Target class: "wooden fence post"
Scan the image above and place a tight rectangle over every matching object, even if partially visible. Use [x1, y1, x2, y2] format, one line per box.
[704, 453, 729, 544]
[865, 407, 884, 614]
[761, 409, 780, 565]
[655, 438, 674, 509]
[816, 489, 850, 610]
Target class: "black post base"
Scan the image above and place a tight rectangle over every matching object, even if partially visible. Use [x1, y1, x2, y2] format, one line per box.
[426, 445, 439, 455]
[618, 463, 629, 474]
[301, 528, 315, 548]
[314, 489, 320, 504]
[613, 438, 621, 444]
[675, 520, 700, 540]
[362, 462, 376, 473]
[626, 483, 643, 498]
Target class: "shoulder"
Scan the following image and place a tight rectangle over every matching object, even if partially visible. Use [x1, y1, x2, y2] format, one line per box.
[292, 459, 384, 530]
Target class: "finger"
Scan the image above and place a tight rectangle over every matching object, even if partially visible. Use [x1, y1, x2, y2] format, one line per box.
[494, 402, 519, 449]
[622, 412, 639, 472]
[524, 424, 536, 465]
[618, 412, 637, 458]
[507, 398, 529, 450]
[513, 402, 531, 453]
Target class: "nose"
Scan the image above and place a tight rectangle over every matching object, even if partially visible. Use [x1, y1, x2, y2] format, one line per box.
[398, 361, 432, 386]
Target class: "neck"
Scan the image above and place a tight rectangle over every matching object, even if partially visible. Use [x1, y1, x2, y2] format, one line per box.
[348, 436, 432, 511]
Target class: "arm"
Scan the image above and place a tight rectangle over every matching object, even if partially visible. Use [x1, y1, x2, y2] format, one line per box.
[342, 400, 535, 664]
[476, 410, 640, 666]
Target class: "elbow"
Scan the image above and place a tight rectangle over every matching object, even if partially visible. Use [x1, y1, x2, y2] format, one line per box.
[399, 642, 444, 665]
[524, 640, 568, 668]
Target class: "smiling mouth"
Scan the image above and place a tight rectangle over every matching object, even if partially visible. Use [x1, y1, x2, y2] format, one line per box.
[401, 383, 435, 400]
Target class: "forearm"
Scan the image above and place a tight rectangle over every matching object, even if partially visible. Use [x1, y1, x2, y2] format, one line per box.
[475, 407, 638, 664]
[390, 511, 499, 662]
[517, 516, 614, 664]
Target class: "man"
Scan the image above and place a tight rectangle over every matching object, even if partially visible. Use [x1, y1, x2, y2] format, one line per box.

### GOAL OF THE EXERCISE
Check every line of the data above for the string "Target", and copy those that have it.

### ANSWER BOX
Target class: "wooden fence post"
Target class: "black post base"
Target class: "shoulder"
Target class: "finger"
Target class: "nose"
Target class: "neck"
Target class: "arm"
Target class: "elbow"
Target class: "smiling mouth"
Target class: "forearm"
Target class: "man"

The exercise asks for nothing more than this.